TEXT
****************************************

Compensation and Benefits

A Maryland court ruled that it was not barred from resolving a lawsuit claiming the church acted improperly in paying off the home mortgage loans of the church’s pastor.

Key point 2-03. Clergy compensation consists of a number of items that often are not well understood. Clergy compensation that is unreasonable in amount may jeopardize a church's tax-exempt status or trigger "intermediate sanctions" in the form of excise taxes that can be assessed against a recipient of unreasonable compensation.
Clergy Compensation

* A Maryland court ruled that it was not barred by the first amendment from resolving a lawsuit brought by church members claiming that their church acted improperly in paying off the home mortgage loans of the church's pastor and his son. A church congregation voted to sell the church property to another church for $900,000 in a duly called special business meeting. The congregation later convened another meeting to determine how to use the sales proceeds. A majority voted to use $400,000 to pay off mortgage loans on homes owned by the pastor and his son. Some of the church's members filed a lawsuit contesting the use of the sales proceeds to pay off mortgage loans on the two homes. The church responded by claiming that the civil courts are barred by the first amendment guaranty of religious freedom from interfering with a church's disposition of its assets. The church also insisted that its payment of the mortgage loans represented compensation for past services for which the pastor and his son had not been adequately paid. A trial court concluded that "what the church tried to do for the pastor was to give him a gift," and that "there is not a shred of evidence that any of this money was payment for his past pastor services, or that he expected to get this money. In short, there was never any agreement that these monies were in lieu of or in addition to salaries, and the court rejects that argument by the church, and finds that these payments, although motivated by apparently the good intentions and good heart of some of the members of the church, were gifts that were earmarked for the individual enrichment and private benefit of the pastor and his son. Accordingly, the court finds that these monies, totaling $400,000, belong to the church, were illegally removed from the church's funds, and have generated the need for an accounting of all of the funds and the need for a receiver to do so." The court appointed a receiver to take possession of the church's assets and retrieve any assets improperly distributed. The church appealed the trial court's ruling.

****************************************

DATA PROVIDED

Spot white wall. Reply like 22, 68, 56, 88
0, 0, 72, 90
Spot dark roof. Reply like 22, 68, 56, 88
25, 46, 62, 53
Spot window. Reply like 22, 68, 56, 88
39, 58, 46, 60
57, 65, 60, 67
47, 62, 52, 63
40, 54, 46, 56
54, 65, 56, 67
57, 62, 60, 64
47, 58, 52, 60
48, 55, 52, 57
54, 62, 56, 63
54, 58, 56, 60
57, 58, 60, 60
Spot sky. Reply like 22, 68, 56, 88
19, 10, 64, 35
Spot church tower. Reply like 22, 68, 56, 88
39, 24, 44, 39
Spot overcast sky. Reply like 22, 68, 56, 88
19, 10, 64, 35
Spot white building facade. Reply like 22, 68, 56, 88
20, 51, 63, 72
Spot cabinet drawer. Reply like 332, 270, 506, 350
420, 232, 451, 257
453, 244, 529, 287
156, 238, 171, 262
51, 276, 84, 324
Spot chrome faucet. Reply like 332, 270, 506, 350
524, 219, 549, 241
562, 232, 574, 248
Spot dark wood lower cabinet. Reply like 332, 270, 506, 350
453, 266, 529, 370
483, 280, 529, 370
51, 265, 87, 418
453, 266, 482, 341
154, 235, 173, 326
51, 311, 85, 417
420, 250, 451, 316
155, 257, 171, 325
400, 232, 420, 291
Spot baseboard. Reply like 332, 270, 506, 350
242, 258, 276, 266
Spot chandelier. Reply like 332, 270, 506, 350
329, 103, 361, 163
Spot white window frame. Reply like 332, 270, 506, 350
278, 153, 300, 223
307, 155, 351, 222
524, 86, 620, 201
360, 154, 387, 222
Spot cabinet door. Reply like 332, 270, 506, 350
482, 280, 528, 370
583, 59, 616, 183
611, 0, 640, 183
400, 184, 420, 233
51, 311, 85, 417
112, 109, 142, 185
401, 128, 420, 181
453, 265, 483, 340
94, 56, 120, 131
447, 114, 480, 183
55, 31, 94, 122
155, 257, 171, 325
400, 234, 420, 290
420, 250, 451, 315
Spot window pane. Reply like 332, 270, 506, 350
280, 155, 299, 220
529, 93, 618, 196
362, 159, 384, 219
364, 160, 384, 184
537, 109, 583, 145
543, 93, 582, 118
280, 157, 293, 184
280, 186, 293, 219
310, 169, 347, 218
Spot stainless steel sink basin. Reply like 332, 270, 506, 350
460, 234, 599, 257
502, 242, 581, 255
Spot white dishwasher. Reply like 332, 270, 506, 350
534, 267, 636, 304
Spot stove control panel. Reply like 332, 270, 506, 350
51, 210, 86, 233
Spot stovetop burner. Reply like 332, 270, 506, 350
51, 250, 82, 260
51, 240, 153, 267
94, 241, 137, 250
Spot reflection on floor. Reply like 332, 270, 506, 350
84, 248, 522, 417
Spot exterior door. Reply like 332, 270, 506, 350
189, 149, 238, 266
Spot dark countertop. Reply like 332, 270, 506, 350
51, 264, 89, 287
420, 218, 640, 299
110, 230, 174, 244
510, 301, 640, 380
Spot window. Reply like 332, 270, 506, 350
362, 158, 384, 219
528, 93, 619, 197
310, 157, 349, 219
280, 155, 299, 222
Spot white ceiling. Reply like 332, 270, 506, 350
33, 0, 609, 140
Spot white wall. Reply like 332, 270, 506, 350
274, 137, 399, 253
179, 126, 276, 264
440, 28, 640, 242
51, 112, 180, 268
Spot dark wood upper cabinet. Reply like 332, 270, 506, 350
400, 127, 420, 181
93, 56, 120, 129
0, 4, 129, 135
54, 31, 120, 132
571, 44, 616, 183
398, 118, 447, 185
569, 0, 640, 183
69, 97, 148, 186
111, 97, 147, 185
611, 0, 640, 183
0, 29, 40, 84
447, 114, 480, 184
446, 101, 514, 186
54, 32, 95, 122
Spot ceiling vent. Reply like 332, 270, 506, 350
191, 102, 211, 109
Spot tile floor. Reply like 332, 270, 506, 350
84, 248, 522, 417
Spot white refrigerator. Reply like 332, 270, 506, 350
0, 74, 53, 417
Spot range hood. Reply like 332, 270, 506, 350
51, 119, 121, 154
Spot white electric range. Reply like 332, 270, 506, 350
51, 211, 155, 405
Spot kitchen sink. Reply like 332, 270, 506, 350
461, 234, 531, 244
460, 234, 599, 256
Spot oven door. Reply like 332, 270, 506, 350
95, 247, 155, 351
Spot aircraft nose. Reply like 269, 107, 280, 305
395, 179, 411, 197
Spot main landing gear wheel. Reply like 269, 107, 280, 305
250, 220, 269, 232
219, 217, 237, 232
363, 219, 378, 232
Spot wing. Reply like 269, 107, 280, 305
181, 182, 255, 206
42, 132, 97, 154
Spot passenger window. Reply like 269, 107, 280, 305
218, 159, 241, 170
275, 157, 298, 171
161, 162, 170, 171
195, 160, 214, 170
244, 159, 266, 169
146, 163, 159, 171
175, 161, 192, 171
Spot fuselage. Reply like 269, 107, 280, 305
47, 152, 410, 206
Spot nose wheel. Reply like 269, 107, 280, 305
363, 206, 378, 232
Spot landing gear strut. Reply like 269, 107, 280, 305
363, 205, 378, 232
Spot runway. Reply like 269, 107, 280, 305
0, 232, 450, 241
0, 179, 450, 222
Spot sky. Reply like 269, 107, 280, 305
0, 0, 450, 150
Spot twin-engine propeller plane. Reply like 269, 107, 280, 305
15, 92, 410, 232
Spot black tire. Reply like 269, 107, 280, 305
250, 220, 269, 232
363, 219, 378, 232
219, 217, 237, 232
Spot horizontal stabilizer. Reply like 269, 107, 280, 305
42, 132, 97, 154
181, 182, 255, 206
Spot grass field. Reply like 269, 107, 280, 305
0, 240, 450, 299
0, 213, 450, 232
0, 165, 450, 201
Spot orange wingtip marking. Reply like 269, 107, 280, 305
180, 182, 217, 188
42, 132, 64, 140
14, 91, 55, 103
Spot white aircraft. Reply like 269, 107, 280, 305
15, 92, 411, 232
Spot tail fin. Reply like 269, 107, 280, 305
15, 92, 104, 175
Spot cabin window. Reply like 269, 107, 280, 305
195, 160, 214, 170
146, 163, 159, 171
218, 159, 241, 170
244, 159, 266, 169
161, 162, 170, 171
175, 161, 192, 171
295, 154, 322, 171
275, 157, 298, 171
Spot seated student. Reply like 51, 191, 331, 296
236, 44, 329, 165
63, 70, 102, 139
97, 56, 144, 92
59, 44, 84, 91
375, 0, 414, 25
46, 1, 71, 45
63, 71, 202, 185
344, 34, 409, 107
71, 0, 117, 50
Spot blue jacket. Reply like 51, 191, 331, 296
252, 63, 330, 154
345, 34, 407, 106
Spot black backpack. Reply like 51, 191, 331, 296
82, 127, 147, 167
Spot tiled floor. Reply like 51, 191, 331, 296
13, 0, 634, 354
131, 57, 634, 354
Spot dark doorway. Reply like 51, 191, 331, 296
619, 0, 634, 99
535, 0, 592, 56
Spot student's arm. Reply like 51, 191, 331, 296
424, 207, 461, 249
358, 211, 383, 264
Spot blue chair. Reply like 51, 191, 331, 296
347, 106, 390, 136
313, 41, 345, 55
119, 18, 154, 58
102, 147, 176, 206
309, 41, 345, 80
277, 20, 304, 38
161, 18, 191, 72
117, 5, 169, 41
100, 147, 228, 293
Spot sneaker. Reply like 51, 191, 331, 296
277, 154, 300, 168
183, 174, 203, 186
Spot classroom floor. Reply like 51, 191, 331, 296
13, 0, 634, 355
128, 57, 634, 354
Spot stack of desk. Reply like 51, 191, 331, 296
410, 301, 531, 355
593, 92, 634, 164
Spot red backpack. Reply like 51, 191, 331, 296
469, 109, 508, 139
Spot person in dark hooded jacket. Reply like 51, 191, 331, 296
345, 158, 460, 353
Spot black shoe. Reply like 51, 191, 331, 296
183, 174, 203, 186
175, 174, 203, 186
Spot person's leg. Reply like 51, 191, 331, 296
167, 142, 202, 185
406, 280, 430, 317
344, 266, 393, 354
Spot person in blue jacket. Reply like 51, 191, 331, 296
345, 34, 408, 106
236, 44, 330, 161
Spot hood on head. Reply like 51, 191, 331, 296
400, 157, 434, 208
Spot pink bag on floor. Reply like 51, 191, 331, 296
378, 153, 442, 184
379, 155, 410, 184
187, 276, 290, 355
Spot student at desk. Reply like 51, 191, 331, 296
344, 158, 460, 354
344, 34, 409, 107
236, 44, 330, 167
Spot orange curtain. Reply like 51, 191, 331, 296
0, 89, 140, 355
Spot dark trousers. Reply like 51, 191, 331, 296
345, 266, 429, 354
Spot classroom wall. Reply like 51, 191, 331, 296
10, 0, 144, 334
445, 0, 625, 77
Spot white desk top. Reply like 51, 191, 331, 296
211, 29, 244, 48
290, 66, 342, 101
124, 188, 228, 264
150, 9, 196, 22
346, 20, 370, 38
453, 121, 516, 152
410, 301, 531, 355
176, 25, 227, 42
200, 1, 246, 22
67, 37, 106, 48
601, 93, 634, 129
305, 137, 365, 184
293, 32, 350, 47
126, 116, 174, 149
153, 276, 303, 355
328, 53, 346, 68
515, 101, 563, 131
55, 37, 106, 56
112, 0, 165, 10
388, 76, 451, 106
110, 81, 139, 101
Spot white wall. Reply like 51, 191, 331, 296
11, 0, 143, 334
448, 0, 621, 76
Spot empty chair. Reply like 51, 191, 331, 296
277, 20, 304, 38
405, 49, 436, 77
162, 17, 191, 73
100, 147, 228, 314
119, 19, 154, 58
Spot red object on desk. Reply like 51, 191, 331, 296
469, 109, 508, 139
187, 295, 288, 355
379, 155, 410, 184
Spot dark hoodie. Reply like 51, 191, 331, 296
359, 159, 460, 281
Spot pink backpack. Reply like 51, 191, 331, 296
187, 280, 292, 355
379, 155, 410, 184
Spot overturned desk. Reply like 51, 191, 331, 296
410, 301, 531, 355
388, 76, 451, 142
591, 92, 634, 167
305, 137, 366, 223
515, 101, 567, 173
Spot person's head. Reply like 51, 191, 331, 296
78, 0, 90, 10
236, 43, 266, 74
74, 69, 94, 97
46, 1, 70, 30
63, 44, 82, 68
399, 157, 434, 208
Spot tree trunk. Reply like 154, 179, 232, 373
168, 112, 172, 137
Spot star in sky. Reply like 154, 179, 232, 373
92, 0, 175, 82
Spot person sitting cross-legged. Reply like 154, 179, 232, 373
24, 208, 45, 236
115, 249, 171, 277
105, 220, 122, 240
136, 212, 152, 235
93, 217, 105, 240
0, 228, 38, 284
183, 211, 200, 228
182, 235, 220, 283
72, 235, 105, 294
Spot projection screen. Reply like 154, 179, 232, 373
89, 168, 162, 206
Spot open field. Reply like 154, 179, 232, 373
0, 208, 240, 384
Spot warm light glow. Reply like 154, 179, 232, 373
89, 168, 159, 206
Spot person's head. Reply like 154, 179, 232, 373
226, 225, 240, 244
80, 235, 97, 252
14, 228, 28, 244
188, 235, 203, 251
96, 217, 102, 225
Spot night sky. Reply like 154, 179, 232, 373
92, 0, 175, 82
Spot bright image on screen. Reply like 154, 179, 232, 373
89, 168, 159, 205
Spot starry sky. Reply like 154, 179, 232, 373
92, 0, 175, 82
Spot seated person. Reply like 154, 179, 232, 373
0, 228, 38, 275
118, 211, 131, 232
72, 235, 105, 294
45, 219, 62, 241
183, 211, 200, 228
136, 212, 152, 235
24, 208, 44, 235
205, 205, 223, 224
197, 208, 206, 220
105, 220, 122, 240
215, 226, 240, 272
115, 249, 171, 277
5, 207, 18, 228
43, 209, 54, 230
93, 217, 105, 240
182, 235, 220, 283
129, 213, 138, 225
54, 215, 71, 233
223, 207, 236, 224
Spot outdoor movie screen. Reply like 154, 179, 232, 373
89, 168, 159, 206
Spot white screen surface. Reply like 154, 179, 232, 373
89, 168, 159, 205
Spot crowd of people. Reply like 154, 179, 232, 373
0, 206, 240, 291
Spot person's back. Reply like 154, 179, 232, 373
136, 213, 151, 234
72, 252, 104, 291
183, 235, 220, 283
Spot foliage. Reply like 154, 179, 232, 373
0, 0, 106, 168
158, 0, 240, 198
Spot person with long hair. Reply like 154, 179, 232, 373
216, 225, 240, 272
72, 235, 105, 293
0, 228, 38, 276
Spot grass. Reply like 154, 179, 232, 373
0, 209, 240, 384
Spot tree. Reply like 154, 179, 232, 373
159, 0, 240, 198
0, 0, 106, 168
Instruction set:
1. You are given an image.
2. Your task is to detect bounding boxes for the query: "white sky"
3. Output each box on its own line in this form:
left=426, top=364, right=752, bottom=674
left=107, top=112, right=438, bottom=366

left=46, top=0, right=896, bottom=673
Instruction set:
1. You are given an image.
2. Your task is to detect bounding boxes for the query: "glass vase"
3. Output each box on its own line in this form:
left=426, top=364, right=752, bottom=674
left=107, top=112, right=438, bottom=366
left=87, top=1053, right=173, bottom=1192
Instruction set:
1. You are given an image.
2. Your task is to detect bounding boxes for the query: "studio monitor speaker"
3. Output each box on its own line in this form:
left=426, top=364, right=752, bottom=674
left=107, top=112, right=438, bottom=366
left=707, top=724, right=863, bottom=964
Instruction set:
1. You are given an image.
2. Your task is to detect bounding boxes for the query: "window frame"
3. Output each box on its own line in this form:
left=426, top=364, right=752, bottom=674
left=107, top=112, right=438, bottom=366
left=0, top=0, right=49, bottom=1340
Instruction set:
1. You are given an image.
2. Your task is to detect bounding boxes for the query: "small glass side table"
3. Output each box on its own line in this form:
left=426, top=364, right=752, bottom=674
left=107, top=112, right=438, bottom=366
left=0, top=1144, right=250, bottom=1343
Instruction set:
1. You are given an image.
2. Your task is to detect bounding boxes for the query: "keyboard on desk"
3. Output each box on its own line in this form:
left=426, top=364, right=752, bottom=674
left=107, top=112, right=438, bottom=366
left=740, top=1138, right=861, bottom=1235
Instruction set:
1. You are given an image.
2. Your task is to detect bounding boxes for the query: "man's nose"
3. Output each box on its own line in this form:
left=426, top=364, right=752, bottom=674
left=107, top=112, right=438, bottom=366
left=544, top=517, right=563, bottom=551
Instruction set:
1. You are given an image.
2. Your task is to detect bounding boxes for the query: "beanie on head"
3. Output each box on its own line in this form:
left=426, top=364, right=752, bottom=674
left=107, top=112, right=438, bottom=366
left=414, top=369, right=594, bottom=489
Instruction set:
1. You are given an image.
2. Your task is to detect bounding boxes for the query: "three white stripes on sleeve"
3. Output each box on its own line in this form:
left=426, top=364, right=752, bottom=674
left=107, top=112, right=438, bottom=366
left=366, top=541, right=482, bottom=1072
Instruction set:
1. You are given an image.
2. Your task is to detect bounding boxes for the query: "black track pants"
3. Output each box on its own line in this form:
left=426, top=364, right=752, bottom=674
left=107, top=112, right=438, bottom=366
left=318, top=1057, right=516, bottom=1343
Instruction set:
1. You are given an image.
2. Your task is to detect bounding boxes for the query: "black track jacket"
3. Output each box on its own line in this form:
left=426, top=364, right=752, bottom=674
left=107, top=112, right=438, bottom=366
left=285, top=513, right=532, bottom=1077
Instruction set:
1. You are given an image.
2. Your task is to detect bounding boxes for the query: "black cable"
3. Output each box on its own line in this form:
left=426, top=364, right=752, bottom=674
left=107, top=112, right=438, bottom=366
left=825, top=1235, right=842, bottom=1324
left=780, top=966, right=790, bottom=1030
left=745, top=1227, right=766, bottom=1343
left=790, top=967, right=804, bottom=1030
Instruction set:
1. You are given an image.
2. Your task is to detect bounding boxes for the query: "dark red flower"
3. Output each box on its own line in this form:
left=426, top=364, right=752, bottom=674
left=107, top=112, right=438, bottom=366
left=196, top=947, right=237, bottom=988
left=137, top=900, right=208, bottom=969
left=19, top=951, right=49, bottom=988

****************************************

WHAT YOU ARE ASKED TO DO
According to the text, for what price did the congregation vote to sell the church property to another church?

ANSWER TO THIS EXERCISE
$900,000